== Text shown
Many administrators like plans because they provide the illusion of making the unknown into something known. To me, this desire for a plan hearkens back to Michael Stephen’s warning from 2006, “Warning: failure to innovate while overthinking & underplanning library services may cause loss of library users & library staff.“. Social media plans too often fall into the category of failure to innovate due to “overthinking.”

Troy A. Swanson is Department Chair and Teaching & Learning Librarian at Moraine Valley Community College. He is the author of the book, Managing Social Media in Libraries. You can follow him on Twitter at @t_swanson.

8 thoughts on “Your Library Does not Need a Social Media Plan By TTW Contributor Dr. Troy Swanson

  • david lee king

    You said “Organizations can encourage social media by defining policies, workflows, guidelines, and best practices” … Sounds like a social media plan to me!

    I’ll disagree with you, and suggest these two things:

    1. Organizational Social media plans are necessary, if you want to use social media for more than random chatter. In your own post, you mentioned setting some goals. It’s generally pretty hard to meet goals without a plan (that’s been my experience, anyway).

    2. I completely agree with Michael’s warning from 2006 about failure to innovate … and I also think that you can innovate AND follow a social media plan (or any other plan, for that matter). That’s what my library does, anyway.

    Thanks for the post! Differing opinions are always a good thing. Makes me think!

  • Justin Hoenke

    I started up a discussion about this on Branch but I’ll briefly summarize what I said:

    Recently I started posting book meme photos to our library FB page. It was a gut reaction to seeing such boring stuff constantly going up. It worked. Loads of shares and interactions! And it didn’t require any kind of planning/thought/endless exchange of emails.

    Sometimes just trusting your gut is the best way.

  • Donna Feddern

    We don’t have a social media plan but we do monitor what works. Also, what works for Facebook is different than what works for other social networks. We have a general idea of what we want to convey and an understanding of what people like to interact with and share on Facebook. Our loose plan is to share things that make us look fun, introduce our staff, and show community members using the library.

    Our Digital Services Librarian just analyzed our stats to see what our most popular posts were this year. The results? Our most popular posts all included a photograph of a person – either a staff member, a volunteer, or a patron. Each photograph and it’s accompanying text told a little interesting story. It’s that simple. This will serve as a great general guide as we look for interesting content in the coming year.

  • troyswanson Post author

    I hold a great deal of respect for David, and greatly appreciate his thoughts on this topic. Like many things, a great deal of this hinges on the meaning of “plan” and the organizational context. My guess is that our thoughts are not as far away as this post and these comments may reveal. There are may situations with social media where a plan or a plan-like-thing would be useful.

    However, I think that the following quote is appropriate. It is of of my favorites.

    “Strategic plans are a lot like maps. They animate people and they orient people. Once people begin to act, they generate tangible outcomes in some context, and this helps them discover what is occurring, what needs to be explained, and what should be done next. Managers keep forgetting that it is what they do, not what they plan, that explains their success. They keep giving credit to the wrong thing–namely, the plan–and having made the error, they then spend more time planning and less time acting. They are astonished when more planning improves nothing.”
====
== Entries shown
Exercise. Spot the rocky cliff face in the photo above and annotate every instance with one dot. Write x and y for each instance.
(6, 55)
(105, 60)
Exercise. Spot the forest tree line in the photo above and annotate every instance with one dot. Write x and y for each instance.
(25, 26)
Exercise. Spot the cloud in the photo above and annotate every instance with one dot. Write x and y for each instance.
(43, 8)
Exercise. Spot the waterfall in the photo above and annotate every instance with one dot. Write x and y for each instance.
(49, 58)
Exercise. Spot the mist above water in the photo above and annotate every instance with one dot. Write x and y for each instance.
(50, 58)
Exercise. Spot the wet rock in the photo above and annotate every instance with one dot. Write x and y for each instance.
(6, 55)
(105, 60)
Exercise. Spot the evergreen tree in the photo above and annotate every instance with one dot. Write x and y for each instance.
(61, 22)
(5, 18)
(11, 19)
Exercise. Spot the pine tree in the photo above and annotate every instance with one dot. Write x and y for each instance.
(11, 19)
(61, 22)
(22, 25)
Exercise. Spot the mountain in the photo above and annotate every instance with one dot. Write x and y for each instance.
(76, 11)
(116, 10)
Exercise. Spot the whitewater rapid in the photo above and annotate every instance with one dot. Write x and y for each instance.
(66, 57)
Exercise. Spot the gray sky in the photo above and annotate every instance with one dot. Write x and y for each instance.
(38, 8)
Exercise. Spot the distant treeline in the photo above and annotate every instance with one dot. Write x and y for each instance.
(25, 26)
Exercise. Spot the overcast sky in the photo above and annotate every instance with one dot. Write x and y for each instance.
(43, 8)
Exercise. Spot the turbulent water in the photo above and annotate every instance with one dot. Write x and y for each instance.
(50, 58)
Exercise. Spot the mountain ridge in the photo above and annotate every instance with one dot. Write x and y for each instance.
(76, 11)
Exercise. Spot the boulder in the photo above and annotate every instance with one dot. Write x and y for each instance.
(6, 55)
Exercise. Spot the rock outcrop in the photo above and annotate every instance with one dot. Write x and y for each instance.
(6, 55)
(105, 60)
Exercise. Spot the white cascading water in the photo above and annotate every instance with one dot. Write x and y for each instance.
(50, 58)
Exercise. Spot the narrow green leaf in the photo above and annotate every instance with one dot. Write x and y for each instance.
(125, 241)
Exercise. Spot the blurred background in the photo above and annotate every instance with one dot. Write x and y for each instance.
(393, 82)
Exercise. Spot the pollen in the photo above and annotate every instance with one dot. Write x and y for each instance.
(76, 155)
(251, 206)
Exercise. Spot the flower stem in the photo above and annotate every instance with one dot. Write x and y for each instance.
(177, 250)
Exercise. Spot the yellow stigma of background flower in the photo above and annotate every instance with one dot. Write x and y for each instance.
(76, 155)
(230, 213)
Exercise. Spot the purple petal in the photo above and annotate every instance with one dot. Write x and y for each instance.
====
• Task statement: According to Donna Feddern's comment in the library social media discussion above, what did all of the most popular posts that year include?

• Task output: A photograph of a person: a staff member, a volunteer, or a patron.